▶ _TO DO_: Copy every one of the rows below word for word, omitting the pictures from your copy.

##### INPUT ROWS #####

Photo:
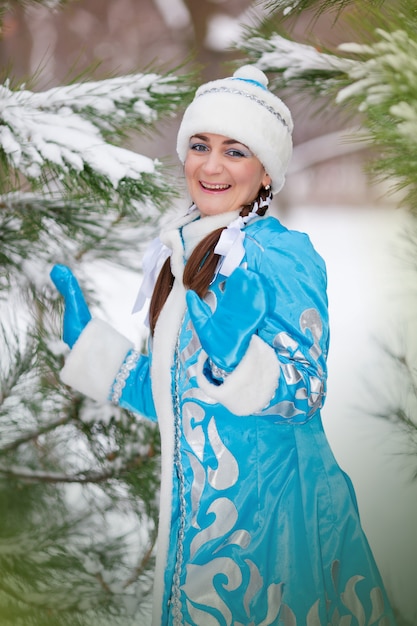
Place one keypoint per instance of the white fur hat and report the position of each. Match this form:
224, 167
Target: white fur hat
242, 107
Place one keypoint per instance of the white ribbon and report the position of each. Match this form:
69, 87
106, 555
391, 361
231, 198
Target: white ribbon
153, 259
230, 245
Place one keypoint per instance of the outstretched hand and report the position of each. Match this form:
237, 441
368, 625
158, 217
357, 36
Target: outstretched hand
226, 333
76, 314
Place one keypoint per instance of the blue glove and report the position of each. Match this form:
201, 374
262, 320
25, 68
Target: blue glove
76, 314
226, 333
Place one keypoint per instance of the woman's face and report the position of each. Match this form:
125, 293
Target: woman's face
222, 174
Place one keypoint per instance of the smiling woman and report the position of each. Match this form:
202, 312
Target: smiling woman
258, 523
222, 174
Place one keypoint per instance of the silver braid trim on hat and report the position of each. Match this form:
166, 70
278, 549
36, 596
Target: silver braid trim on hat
238, 92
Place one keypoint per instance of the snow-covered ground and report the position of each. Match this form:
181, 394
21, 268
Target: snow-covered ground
371, 305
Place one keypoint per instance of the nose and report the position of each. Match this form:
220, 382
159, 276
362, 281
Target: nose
212, 163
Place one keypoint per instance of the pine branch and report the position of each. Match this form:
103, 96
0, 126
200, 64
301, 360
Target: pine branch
296, 7
63, 134
376, 79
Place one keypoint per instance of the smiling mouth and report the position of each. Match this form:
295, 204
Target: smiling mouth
214, 187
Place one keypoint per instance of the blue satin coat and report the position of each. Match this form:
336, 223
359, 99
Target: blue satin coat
263, 525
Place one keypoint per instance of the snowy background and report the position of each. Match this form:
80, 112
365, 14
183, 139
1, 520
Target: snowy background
356, 228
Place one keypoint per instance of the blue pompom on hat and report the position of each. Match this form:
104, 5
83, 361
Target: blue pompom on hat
243, 108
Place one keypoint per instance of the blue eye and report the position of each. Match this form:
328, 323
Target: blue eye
198, 147
236, 153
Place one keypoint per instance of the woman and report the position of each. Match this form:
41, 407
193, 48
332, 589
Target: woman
258, 524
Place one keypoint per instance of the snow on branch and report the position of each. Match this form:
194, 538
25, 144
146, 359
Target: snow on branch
65, 131
294, 60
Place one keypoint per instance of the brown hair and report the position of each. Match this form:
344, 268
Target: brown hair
200, 267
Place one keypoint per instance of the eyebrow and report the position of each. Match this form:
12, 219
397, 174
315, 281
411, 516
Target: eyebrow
227, 142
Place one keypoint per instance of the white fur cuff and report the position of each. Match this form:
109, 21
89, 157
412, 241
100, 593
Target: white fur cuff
251, 386
95, 359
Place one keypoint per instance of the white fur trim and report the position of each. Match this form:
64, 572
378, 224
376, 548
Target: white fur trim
95, 359
251, 385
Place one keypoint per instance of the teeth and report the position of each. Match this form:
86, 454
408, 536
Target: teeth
215, 187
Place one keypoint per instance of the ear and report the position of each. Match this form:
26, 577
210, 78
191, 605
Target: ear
266, 180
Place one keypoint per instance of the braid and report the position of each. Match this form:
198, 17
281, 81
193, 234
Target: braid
201, 266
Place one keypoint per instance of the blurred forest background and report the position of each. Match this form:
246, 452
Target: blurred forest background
356, 225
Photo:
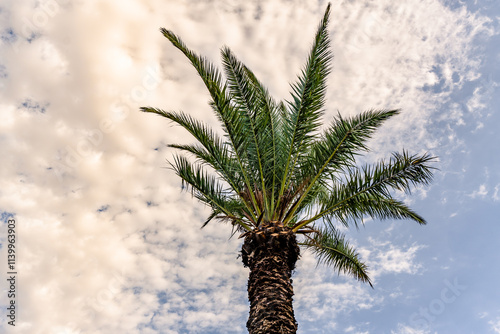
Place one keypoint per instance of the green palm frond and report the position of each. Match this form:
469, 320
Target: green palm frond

#####

▶ _TASK RESULT_:
Photo:
Place one keypoint per instance of the white fur hat and report the position of each. Match this form:
224, 167
Target: white fur hat
242, 107
Place one keypoint per instance of the white ribbon and report the position of each. Match this form:
69, 87
106, 555
391, 361
231, 198
Target: white ribbon
153, 259
230, 245
Place one keypoint per instance of the outstretched hand and report the position of each. Match this form:
237, 441
368, 625
158, 217
357, 36
Target: outstretched hand
226, 333
76, 314
Place one keypoint per instance of the blue glove and report the position of each. Match this form:
201, 374
262, 320
25, 68
Target: blue glove
76, 314
226, 333
Place one keypoint per instance of the woman's face and report the position of each. Match this form:
125, 293
Target: woman's face
222, 174
Place one keypoint per instance of the smiling woman and report the position of each. Match this form:
202, 312
Target: smiling woman
258, 523
222, 174
Place one keypoint per instance of the silver braid trim on hat and report the position of each. Match this form:
166, 70
278, 549
36, 596
Target: silver braid trim on hat
238, 92
Place one keypoint per instance of the snow-covered ground and report the position of each. Match this form:
181, 394
21, 268
Target: snow-covered ground
371, 305
Place one keypoint per instance of the nose and report the position of each. Match this form:
220, 382
159, 276
362, 281
Target: nose
212, 163
Place one keypoint per instance of the pine branch and report the position of each. Match this form:
103, 96
0, 126
200, 64
301, 360
Target: pine branch
296, 7
63, 134
376, 79
Place one keypoint per instance of the smiling mouth and report the position of each. Match this form:
295, 204
Target: smiling mouth
214, 187
Place one keypoint per instance of the blue satin coat and report the position of each. Match this form:
336, 223
359, 99
Target: blue satin coat
263, 525
Place one keypoint per instance of the snowy background and report the position of each. Match this form:
80, 112
365, 14
183, 139
1, 520
Target: snowy background
356, 228
Place one keypoint per instance of the blue pompom on hat and report the position of each. Match this form:
104, 5
83, 361
Target: blue pompom on hat
243, 108
Place one keypoint per instance of the blue eye and report the position of each. Match this form:
328, 323
Target: blue eye
198, 147
236, 153
Place one keypoint per instance of the woman and report the position of each. Match this form:
41, 407
193, 48
332, 589
Target: woman
258, 524
Place one keypoint per instance of the snow on branch and report the position of each. Match this form:
194, 538
25, 144
146, 359
Target: snow on branch
65, 131
294, 60
Place one keypoint per instance of the brown hair and report the position of each. Match this form:
344, 268
Target: brown hair
200, 267
Place one keypoint per instance of the eyebrow and report the position of each. Match this form:
12, 219
397, 174
315, 281
411, 516
Target: eyebrow
227, 142
Place one keypoint per instance of the white fur cuff and report the position of each. Match this form:
109, 21
89, 157
412, 241
100, 593
Target: white fur cuff
251, 386
95, 359
Place one keypoint per instance of the white fur trim and report the position of each. Match this form:
64, 572
378, 224
376, 548
Target: white fur trim
95, 359
251, 385
Place one keypoint per instance of the teeth and report the position of each. Match this form:
86, 454
408, 536
Target: teeth
215, 187
Place one keypoint per instance of the ear and report the position of each. Match this form:
26, 577
210, 78
191, 605
Target: ear
266, 180
Place one keypoint per instance of the braid and report the position of each. Match this form:
198, 17
281, 81
193, 234
Target: braid
201, 266
Place one keypoint per instance of the blurred forest background and report the position of each. Match this form:
246, 452
Target: blurred forest background
356, 225
Photo:
Place one keypoint per instance of the green palm frond and report the position of each. Match this form:
469, 320
Target: green palm frond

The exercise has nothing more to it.